# Task goal
Continue the passage on addiction and opioid treatment, starting after its final sentence.

# Reading passage
┏━━
If the stereotypes are to be believed then people suffering from an addiction have done so by choice, they are scruffy, unkempt, live in squalor and commit crime to finance their addiction. In actual fact, this could not be farther from the truth. Anyone can suffer from addiction and while extreme cases may possibly end up like the stereotype, a lot of people seek help before it gets to that point. It cannot be denied that the number of people developing an addiction is climbing dramatically.
“Trend data between 2002 and 2012 show that the number of persons meeting the criteria for heroin dependence or abuse in 2012 was more than double that in 2002 (467,000 vs. 214,000), and the number of persons with pain reliever dependence or abuse rose from 1.4 million to 2.1 million between 2004 and 2012.”
One of the most common ways to detox from opioid addiction is to spend time in a rehabilitation center for a period of withdrawal. However, it is possible to receive treatment on an outpatient basis with the use of medications to slowly reduce dosage of narcotics.
┗━━
# Dataset entries
┏━━
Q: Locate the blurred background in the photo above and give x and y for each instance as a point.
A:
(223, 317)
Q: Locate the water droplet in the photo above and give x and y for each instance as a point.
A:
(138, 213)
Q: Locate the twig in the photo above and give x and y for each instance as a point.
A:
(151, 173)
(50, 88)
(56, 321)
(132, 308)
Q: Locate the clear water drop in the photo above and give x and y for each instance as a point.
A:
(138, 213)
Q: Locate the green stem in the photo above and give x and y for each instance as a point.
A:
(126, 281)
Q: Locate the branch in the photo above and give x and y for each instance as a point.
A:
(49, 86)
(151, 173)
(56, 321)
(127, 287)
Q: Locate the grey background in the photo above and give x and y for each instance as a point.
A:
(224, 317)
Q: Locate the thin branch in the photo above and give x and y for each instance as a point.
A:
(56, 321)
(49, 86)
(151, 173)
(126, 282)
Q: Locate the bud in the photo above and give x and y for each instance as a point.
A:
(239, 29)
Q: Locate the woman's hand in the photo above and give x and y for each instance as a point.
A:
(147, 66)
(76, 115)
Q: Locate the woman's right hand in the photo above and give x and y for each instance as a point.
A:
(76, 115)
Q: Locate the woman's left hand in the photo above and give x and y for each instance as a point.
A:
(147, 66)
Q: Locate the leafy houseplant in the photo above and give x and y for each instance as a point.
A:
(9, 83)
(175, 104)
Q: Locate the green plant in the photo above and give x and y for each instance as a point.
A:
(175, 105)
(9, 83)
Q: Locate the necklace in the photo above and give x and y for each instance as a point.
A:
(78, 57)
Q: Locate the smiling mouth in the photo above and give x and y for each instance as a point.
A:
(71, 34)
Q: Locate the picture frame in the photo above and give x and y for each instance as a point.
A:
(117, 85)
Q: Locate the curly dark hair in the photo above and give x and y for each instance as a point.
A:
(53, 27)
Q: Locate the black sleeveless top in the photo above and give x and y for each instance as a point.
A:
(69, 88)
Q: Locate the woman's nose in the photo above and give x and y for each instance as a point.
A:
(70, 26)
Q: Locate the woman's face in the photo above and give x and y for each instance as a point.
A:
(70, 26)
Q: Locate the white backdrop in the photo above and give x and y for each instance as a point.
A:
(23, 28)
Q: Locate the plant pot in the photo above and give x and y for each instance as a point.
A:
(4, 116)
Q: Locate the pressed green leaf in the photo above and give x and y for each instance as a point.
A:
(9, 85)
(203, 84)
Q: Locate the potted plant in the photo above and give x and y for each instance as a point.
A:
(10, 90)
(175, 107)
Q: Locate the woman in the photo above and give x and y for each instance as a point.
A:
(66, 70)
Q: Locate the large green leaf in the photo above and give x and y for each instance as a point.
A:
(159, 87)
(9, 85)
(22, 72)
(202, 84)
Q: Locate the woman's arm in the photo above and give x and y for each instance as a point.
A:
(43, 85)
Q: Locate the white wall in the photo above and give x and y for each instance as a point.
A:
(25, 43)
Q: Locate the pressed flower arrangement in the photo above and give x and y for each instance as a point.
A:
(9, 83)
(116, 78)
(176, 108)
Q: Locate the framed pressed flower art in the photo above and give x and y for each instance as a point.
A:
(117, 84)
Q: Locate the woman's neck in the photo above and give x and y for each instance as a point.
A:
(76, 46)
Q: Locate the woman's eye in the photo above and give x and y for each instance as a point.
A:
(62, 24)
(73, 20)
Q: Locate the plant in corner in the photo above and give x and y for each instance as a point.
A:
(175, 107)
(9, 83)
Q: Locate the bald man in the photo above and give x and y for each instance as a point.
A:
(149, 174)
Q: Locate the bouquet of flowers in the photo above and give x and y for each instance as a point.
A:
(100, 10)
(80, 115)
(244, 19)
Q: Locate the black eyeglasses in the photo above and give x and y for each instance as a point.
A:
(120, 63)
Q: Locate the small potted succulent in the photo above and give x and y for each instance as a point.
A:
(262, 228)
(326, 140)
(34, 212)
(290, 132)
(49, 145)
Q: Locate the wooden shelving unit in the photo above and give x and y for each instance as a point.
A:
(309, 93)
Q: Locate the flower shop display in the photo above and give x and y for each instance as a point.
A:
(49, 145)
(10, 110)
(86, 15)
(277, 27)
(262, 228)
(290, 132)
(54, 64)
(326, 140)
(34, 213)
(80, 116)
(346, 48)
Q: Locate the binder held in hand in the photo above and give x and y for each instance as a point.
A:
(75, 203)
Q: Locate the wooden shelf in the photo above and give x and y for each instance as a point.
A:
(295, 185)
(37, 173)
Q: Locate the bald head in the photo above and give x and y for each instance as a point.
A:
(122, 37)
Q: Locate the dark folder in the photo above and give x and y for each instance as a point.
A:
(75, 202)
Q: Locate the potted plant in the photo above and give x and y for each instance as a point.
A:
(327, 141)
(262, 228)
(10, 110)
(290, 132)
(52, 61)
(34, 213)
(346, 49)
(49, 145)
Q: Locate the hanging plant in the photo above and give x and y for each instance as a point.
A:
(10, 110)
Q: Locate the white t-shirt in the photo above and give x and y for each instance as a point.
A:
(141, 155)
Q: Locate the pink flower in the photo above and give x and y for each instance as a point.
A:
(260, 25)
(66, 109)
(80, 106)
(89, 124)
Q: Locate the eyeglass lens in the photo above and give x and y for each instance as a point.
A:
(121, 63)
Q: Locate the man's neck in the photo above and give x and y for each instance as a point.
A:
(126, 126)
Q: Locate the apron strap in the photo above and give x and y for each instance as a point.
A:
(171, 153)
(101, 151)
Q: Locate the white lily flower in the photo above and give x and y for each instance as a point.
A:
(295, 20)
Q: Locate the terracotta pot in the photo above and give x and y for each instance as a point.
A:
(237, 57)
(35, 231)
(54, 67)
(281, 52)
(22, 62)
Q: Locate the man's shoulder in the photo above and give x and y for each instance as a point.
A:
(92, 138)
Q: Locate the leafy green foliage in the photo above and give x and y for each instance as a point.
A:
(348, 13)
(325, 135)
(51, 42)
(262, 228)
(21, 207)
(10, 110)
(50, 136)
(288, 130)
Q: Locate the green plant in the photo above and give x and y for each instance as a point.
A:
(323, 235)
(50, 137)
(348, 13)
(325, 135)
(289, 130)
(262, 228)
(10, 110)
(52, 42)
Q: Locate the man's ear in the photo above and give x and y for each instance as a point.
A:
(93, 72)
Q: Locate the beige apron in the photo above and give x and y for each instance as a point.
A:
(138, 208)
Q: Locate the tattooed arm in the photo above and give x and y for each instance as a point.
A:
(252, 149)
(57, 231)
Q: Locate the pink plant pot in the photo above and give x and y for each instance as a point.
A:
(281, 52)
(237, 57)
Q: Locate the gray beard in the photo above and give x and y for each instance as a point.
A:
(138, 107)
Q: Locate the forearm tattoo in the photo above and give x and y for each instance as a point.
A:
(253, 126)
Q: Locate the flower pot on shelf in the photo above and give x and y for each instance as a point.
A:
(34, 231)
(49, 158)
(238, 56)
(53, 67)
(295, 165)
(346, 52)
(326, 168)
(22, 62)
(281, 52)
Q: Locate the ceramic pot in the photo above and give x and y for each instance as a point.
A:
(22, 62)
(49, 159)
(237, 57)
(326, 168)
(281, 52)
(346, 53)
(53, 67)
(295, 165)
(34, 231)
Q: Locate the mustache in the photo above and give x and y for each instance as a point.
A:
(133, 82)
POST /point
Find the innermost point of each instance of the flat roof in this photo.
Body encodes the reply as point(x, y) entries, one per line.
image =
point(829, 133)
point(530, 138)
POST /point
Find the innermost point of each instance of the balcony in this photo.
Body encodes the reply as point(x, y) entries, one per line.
┗━━
# Answer section
One of these medications is called Suboxone. It is a mix of buprenorphine and naloxone. Buprenorphine is a narcotic whilst naloxone works to stop the side effects of the narcotic, such as the feeling of the euphoria. This takes away the addictive nature of the drug and allows the narcotic dosage to be slowly decreased over time.
Of course, it is possible to pretty much trading an addiction from one substance to another by using this method and so the best way to try and avoid this is to stop the patient taking Suboxone at the earliest but safest opportunity.
“This makes the physical symptoms of detox very manageable, without causing the patient to become cross-addicted to Suboxone. I have found that Suboxone use for a longer period than this begins to cause a strong dependence on the medication.”
Obviously, Suboxone use will require very close monitoring and so if it is not possible or difficult for the patient to be seen in the community they will need to be admitted to a rehabilitation facility in order to detox first from the original addictive substance and it will be necessary to complete a Suboxone detox.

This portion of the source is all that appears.